BEGIN

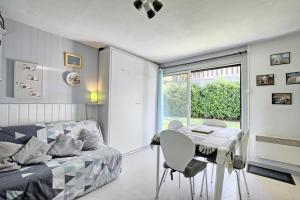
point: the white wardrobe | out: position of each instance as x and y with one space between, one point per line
128 94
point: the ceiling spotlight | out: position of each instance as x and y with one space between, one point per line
148 5
157 5
138 4
150 12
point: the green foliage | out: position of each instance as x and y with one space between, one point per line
219 100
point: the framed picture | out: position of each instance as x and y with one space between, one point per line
282 98
72 60
265 79
280 59
292 78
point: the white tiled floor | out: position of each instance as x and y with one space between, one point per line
137 182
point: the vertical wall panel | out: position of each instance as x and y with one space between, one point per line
13 117
23 118
74 111
48 112
81 112
32 115
62 112
4 114
40 113
26 43
55 112
20 114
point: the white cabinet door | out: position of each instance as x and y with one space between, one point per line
125 121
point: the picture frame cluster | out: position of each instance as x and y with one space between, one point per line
269 79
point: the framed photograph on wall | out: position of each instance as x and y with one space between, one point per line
282 98
262 80
72 60
280 59
292 78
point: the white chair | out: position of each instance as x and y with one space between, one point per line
175 125
240 161
178 150
215 123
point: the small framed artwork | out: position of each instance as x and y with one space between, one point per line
72 60
280 59
292 78
262 80
282 98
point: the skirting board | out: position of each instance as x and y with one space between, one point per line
278 149
269 164
137 150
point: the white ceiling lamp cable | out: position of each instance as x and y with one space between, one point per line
157 5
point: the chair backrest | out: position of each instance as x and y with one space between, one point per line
215 122
178 149
245 140
175 125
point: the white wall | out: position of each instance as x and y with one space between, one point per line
274 120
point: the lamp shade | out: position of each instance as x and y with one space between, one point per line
94 97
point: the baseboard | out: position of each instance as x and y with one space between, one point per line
136 150
274 165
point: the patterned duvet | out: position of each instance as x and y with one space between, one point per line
62 178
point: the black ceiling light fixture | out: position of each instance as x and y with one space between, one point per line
138 4
157 5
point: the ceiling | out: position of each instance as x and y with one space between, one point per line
181 29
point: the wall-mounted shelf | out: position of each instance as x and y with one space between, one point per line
28 80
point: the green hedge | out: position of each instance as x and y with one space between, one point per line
219 100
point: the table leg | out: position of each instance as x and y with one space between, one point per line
219 181
157 167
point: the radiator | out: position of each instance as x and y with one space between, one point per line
278 149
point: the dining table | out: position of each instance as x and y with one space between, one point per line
220 142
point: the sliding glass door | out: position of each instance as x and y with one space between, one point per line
194 96
175 98
216 94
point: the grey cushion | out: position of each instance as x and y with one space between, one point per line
33 152
8 149
6 165
238 162
66 146
194 167
93 127
91 141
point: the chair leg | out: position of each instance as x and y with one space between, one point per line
166 175
191 185
245 182
178 180
238 181
206 184
162 178
212 173
194 185
204 174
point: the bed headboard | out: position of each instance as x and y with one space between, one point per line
20 114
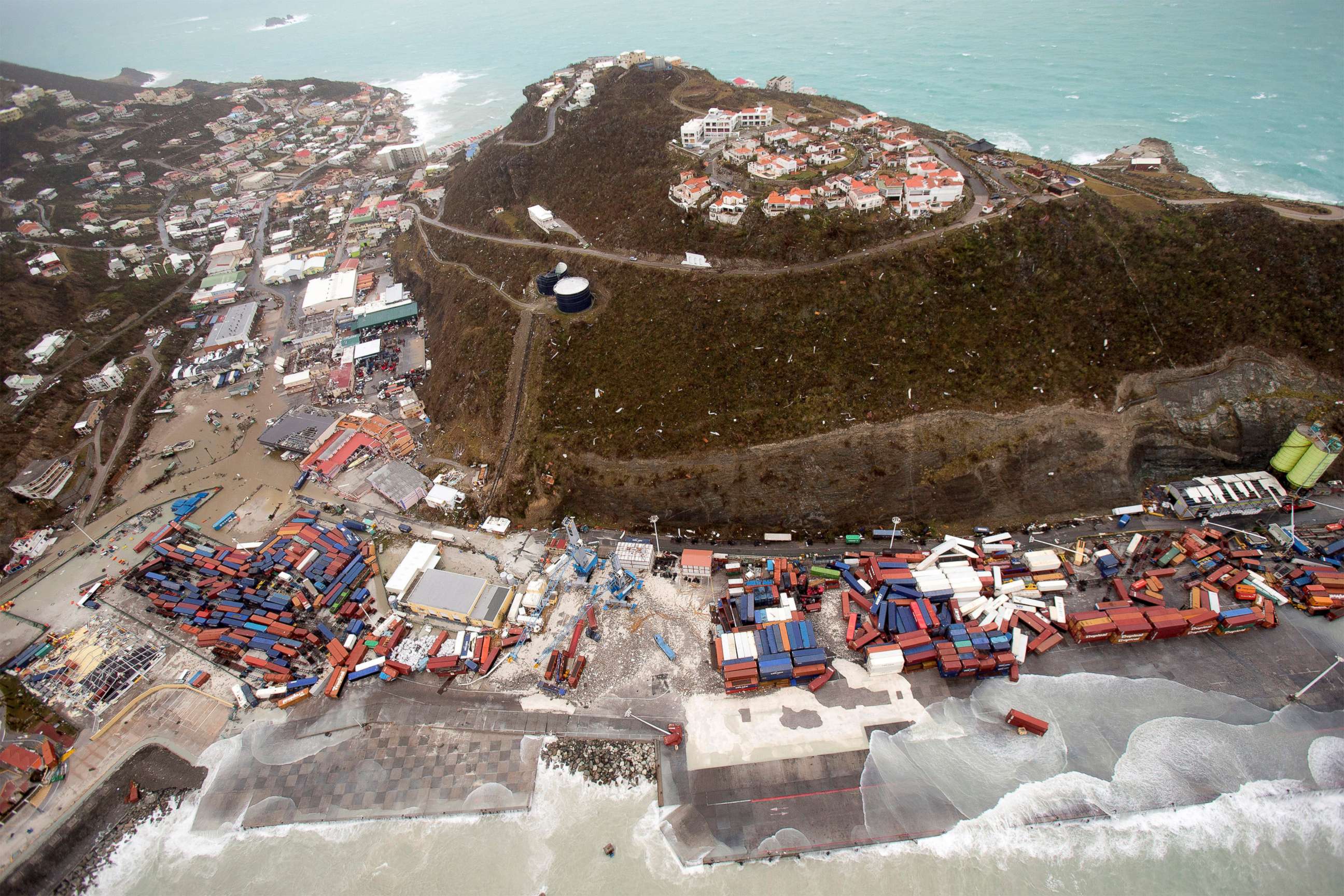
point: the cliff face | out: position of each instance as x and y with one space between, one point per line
961 467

END

Exercise goal
Transcribe all of the records above exactly; no image should appear in what you write.

Answer to this exercise
point: the white wardrobe | out: position of each instance as x and y with one space between, one point per line
128 94
point: the ceiling spotlight | out: position of each instance as x and y with one space between, one point per line
148 5
157 5
138 4
150 12
point: the green foliage | out: position of each instance as x and y with one space between, one point per line
219 100
point: the framed picture | out: position of each instance as x and y with one space between, one point per line
282 98
72 60
265 79
280 59
292 78
point: the white tiled floor | out: position of each instance as x and y with one space between, one point per line
137 182
point: the vertical wall panel | out: position of each instance as x and y with one space between, one point per line
13 117
23 118
74 111
48 112
81 112
32 115
62 112
4 114
40 113
26 43
55 112
20 114
point: the white cabinet door | out: position of each instance as x and y with one space between, one point per line
125 121
point: the picture frame cluster | out: position of each instance as x and y with one space between, one point per line
269 79
point: the framed photograph on wall | out: position of each instance as x and y with one space between, one point per line
282 98
262 80
72 60
280 59
292 78
point: the white chair | out: position of each instance as x and y with one space between, one point per line
175 125
240 161
178 150
215 123
point: the small framed artwork | out: position of each instance as x and y with one space between, one point per line
72 60
280 59
292 78
262 80
282 98
point: the skirting board | out: position of each instance as x and y with one space between, one point per line
278 149
269 164
137 150
point: the white ceiling lamp cable | out: position of each instance as x and y with one space between, one point per line
157 5
point: the chair backrest | out: position of each instance as x and y with one space between, one point per line
215 122
178 149
245 140
175 125
point: the white wall | out: position of each instance as x and y with one space between, one point per line
274 120
point: the lamp shade | out: position of each instance as x and y with one space between, one point per line
94 97
point: the baseboard | out: position of each instance as x and y with one space between, one point per line
136 150
274 165
point: the patterned duvet | out: position of each instance as x and y with one space between, one point per line
62 178
point: the black ceiling light fixture | out: position of each instance as x and y with one space between, one point per line
138 4
157 5
point: the ceiling | out: position of each instance as x and y with one space between, one point per line
181 29
point: the wall-mounted shelf | out: position of each instance as x and y with one space between, one point per line
28 80
point: the green hedge | out: position of each instance as x and y with one space between, one point per line
219 100
point: the table leg | out: position of each instance as x and y with one space between, one point per line
219 181
157 167
point: the radiator | out: position of each instance as x and y with one space between, one point per line
278 149
point: the dining table | out: position of each instance as x and y with one space between, one point per line
220 142
point: the sliding glass door | out: position of each instance as x and y with one space between, one point per line
194 96
175 98
216 94
point: the grey cushion | out: position of each instance as x and y with one space between, one point per line
33 152
8 149
6 165
238 162
66 146
194 167
93 127
91 141
point: the chair leg | out: position of each instance as x and y with one space between, one point per line
166 175
191 185
245 182
178 180
238 181
206 184
162 178
212 173
194 185
204 174
point: the bed headboard | out: position of each instance as x and y with one space between, one point per line
20 114
point: the cliff face | out: position of each instance as x and y with one space between, one point per line
961 467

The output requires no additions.